▶ EXERCÍCIOS
A - Responda a estas perguntas sobre o texto acerca da Rússia e da China:
(i) Que moeda não está envolvida no acordo entre a Rússia e a China?
(ii) Em quantas horas se faz a entrega numa das maiores praças chinesas de transacção de metais preciosos?
(iii) Durante que administração serviu Herbert E. Meyer?
B - Reescreva o trecho do texto sobre a Rússia e a China que vai de "Se juntarmos os" até "LV disse...", substituindo "Londres" por "Zurique".
C - Prolongue, por favor, o texto sobre a Rússia e a China a partir do ponto em que termina.

▶ FONTE
A maré está a mudar neste caso. Talvez estivesse já a mudar, mas ainda não se tivesse feito notar. Isto porque, numa extraordinária (mas apenas aparente) coincidência, este conflito agudiza-se quando a Rússia e a China assinam um acordo para estabelecer parcerias de natureza económica, financeira e energética. Que, se a memória não falha, ultrapassa qualquer negócio (entre soberanos) no passado. E, claro, não envolve o dólar.
Se juntarmos os factos de estes dois países serem, há uns anos a esta parte, os maiores compradores de metais preciosos (e industriais) a nível mundial, estarem entre os maiores produtores de ouro, paládio e platina (entre outros), de em ambos os países terem aberto praças de transacção de metais preciosos que querem disputar o lugar de Londres e NIorque (no caso chinês uma das maiores praças será de transacção física apenas, nada de ETF´s e com entrega em 48horas), de ambos os países fazerem parte da recente mobilização dos BRICS…
Bom, julgo que são razões suficientes para que "algo tenha de acontecer" para perturbar essas diligências. Pergunto-me: de que lado ficarão os alemães quando o Inverno chegar?

Saudações,
LV

LV disse...

(cont.)

E através de Paul Craig Roberts cheguei a um artigo que evitarei classificar, mas atente-se à passagem:

"Since subtlety doesn’t work with Russians, the president and his European counterparts should also make absolutely clear that we have no interest whatever in how these people solve their Putin problem. If they can talk good old Vladimir into leaving the Kremlin with full military honors and a 21-gun salute -- that would be fine with us. If Putin is too too stubborn to acknowledge that his career is over, and the only way to get him out of the Kremlin is feet-first, with a bullet hole in the back of his head -- that would also be okay with us.

Nor would we object to a bit of poetic justice.... For instance, if the next time Putin’s flying back to Moscow from yet another visit with his good friends in Cuba, or Venezuela, or Iran, his airplane gets blasted out of the sky by some murky para-military group that somehow, inexplicably, got its hands on a surface-to-air missile."

Herbert E. Meyer served during the Reagan Administration as Special Assistant to the Director of Central Intelligence and Vice Chairman of the CIA’s National Intelligence Council.

▶ Excertos de dados de rotulagem de localização
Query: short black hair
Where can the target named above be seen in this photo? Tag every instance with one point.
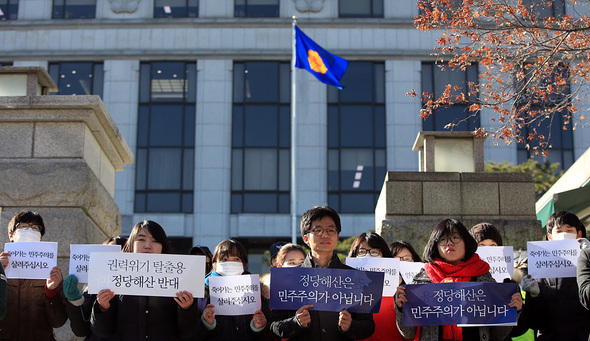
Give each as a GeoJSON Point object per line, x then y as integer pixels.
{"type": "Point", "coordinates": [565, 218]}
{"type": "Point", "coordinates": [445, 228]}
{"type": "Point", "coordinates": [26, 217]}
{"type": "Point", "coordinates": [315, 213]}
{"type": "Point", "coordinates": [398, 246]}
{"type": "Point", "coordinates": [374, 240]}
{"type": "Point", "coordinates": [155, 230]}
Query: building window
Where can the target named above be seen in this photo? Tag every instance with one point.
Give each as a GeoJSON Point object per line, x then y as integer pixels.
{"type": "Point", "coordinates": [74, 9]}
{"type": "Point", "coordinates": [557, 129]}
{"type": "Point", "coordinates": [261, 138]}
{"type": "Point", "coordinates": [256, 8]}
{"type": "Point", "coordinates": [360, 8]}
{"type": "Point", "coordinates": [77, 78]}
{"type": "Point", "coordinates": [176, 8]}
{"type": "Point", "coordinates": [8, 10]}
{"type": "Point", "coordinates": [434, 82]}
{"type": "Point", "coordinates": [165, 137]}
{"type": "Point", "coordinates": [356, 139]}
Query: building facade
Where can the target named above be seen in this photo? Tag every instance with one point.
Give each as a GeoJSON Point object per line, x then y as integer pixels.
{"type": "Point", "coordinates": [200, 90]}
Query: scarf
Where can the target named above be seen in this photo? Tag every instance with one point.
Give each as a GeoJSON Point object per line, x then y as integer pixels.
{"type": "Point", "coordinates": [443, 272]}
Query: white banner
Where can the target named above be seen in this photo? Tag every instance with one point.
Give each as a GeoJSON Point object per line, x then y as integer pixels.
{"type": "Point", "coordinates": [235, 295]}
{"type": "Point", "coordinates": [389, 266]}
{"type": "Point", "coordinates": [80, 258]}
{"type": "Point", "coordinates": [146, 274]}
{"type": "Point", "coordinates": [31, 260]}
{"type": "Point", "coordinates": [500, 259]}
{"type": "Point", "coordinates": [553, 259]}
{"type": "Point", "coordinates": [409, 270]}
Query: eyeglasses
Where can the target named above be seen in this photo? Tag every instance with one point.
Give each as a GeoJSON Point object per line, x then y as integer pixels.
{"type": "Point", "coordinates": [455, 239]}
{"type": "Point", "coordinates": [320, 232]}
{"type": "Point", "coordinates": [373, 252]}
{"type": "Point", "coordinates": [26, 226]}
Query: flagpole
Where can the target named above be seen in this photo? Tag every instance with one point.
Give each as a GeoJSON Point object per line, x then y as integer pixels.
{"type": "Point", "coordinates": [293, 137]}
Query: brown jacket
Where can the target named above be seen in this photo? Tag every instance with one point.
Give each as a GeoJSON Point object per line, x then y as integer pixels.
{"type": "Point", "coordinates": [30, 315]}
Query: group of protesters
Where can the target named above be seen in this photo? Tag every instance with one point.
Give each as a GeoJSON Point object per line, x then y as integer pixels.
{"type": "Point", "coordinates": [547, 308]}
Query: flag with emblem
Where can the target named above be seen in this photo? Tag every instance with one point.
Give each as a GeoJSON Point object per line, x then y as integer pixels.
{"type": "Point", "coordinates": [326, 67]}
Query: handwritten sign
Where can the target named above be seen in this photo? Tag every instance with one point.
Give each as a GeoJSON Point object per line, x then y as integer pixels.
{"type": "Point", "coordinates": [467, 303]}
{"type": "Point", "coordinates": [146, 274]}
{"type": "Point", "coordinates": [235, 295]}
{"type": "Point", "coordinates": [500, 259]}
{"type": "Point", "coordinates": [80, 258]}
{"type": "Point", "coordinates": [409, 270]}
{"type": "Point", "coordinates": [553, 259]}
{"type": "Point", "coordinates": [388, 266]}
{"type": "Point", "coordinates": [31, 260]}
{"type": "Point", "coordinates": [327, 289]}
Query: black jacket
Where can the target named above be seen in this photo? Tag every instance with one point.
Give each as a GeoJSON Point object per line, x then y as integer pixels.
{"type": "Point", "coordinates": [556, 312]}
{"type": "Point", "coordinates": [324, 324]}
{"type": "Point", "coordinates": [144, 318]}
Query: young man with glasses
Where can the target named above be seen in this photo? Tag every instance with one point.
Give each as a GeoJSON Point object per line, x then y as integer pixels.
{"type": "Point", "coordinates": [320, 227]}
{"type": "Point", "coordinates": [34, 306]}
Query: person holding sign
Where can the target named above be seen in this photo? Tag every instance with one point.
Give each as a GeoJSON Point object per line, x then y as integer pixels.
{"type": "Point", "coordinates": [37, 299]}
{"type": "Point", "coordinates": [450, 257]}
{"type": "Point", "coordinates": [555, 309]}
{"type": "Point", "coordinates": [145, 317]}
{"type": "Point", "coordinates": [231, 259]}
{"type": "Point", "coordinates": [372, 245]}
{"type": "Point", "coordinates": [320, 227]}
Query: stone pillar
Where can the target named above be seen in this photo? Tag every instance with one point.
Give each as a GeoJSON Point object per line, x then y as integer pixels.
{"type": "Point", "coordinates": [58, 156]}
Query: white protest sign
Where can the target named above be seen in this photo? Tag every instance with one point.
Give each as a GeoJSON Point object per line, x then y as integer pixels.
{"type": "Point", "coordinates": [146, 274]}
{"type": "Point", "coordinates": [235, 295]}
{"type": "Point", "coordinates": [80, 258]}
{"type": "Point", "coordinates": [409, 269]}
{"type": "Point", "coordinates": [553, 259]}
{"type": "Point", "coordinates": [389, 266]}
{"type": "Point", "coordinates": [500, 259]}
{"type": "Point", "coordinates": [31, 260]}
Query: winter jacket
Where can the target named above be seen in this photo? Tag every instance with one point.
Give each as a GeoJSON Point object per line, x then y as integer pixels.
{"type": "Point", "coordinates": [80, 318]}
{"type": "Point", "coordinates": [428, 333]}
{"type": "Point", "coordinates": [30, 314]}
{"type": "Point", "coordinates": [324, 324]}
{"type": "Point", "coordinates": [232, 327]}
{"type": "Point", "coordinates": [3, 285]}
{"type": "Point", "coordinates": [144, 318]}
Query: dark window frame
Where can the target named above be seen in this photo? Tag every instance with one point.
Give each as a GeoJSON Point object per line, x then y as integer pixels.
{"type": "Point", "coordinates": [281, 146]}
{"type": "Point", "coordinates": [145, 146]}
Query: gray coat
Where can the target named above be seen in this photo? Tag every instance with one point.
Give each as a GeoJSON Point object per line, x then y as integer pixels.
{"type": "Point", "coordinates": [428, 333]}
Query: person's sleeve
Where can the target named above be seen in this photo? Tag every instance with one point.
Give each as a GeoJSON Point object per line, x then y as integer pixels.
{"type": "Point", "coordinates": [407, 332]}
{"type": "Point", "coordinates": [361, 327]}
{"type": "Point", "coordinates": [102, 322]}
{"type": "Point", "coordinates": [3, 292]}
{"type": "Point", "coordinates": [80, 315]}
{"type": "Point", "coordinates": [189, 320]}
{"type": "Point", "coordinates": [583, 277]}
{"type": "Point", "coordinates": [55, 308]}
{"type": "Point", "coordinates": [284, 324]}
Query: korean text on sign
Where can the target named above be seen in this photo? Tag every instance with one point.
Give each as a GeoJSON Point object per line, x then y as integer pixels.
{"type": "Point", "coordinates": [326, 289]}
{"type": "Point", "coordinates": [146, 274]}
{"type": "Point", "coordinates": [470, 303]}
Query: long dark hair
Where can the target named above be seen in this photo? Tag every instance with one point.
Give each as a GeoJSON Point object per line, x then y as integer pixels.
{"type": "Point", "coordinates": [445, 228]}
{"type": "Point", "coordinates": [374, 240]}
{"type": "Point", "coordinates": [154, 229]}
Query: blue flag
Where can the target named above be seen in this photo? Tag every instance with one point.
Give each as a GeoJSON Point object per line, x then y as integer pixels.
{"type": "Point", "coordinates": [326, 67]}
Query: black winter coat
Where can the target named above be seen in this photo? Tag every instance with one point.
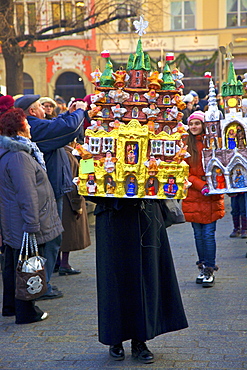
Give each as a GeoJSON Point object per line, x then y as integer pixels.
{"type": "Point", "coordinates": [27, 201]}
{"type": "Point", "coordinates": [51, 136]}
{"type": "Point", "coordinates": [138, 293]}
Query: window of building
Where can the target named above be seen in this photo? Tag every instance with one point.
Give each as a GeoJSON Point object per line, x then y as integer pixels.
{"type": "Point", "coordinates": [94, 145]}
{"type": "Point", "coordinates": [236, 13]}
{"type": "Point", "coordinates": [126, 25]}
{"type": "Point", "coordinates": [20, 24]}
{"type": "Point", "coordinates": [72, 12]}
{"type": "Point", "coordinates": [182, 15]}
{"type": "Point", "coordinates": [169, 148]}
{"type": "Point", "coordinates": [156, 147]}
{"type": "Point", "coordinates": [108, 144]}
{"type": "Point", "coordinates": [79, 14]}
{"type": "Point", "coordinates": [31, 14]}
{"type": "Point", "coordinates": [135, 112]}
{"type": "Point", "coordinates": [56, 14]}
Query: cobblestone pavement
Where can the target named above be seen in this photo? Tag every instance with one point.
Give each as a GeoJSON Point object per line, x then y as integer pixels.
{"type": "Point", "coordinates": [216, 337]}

==

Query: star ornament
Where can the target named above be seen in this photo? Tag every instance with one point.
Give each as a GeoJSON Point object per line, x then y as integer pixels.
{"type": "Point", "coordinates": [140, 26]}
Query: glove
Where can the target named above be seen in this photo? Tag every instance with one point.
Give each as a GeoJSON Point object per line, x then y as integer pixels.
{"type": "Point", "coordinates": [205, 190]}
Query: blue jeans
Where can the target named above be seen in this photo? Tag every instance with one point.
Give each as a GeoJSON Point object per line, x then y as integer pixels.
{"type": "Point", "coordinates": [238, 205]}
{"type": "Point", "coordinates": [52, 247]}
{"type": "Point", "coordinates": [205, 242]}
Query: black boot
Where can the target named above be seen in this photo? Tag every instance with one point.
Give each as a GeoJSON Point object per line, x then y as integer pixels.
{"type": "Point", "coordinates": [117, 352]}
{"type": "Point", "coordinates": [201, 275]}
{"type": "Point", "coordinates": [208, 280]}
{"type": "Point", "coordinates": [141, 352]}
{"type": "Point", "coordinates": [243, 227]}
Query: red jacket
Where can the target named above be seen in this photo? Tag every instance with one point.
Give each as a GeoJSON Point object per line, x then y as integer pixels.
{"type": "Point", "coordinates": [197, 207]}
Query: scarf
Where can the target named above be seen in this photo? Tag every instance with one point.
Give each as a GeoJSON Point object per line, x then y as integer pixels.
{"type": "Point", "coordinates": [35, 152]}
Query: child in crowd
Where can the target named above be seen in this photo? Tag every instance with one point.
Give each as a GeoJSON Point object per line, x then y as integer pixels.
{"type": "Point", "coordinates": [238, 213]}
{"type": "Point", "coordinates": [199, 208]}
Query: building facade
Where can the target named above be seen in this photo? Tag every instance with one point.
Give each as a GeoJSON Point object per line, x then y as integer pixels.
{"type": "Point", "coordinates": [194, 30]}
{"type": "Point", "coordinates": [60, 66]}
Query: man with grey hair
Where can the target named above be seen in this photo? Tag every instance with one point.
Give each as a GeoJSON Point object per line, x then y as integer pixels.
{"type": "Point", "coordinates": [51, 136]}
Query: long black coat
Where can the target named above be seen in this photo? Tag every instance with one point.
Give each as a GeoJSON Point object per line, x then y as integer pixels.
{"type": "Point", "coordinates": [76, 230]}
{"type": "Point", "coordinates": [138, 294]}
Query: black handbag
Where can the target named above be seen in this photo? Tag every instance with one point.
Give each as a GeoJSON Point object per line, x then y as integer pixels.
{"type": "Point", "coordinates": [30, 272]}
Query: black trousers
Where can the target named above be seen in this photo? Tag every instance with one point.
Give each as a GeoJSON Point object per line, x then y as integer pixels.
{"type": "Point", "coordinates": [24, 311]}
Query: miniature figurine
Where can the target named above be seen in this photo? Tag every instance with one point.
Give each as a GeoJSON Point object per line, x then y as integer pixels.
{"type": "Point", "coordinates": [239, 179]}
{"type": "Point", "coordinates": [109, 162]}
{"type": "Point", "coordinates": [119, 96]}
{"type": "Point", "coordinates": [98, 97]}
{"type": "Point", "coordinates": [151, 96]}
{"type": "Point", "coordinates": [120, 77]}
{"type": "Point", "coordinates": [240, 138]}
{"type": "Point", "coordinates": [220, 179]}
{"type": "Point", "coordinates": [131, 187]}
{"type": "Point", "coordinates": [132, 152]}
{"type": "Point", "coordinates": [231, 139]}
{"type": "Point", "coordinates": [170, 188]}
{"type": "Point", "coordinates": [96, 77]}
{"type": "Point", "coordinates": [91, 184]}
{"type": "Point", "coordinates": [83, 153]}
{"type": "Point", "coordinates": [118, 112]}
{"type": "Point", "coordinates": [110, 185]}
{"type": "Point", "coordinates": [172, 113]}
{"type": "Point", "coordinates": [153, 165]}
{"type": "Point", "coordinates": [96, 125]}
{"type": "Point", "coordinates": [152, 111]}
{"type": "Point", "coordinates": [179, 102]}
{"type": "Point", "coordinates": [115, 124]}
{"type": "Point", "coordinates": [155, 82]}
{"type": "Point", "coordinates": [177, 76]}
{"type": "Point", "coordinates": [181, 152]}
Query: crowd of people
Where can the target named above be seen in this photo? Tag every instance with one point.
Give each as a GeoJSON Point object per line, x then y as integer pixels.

▶ RESPOSTAS POR TAREFA
A -
(i) O dólar.
(ii) Em 48 horas.
(iii) Durante a Administração Reagan.

B -
Se juntarmos os factos de estes dois países serem, há uns anos a esta parte, os maiores compradores de metais preciosos (e industriais) a nível mundial, estarem entre os maiores produtores de ouro, paládio e platina (entre outros), de em ambos os países terem aberto praças de transacção de metais preciosos que querem disputar o lugar de Zurique e NIorque (no caso chinês uma das maiores praças será de transacção física apenas, nada de ETF´s e com entrega em 48horas), de ambos os países fazerem parte da recente mobilização dos BRICS…
Bom, julgo que são razões suficientes para que "algo tenha de acontecer" para perturbar essas diligências. Pergunto-me: de que lado ficarão os alemães quando o Inverno chegar?

Saudações,
LV

LV disse...

C -
Aqui:http://www.americanthinker.com/2014/08/how_to_solve_the_putin_problem.html#ixzz3CillE9YK

Será que a maré vazia já revela os rochedos que, há muito, teimam em afundar "ameaças" num esquizofrénico intervencionismo de que esta passagem é uma pequena amostra?

Aterrador.

LV

Eduardo Freitas disse...

Luís,

Et voilà!.

Saudações

JS disse...

Mt. bom e cada vez mais difícil não concordar com o que aqui está claramente explanado....

Mais uma "secessão" à vista, na Europa, infelizmente com um triste banho de sangue e miséria.
Esperemos que na Escócia, e na vizinha Espanha, haja melhor método.
Até porque, aparentmente, não existem, nestes casos, aromas petrolíferos ....

LV disse...

JS,

Correctíssimo quanto à (possibilidade) da(s) secessão(ões) na Europa. Mas não esqueça que a Escócia tem que resolver com a sede do Império, entre outras coisas, as receitas do petróleo do mar do Norte e as reservas de ouro. Ui!! e se isso não está a fazer correr os políticos britânicos!

Coloquemos, por aqui, uma palavra em defesa dos escoceses libertados.

Saudações,
LV

JS disse...

Completamente de acordo.
Todos os negociadores no caso Timor, ou São Tomé (ou Escócia), ..., têm, ou tiveram, os mesmos dados sobre as respectivas reservas petrolíferas?.
E se sim que contratos já estarão assinados para o futuro, qualquer que seja o resultado do referendo?.
O petróleo inquína, e abaliza, todas as líricas liberdades e autonomias.
Haverá petróleo na Catalunha?.
Saudações de um espectador interessado.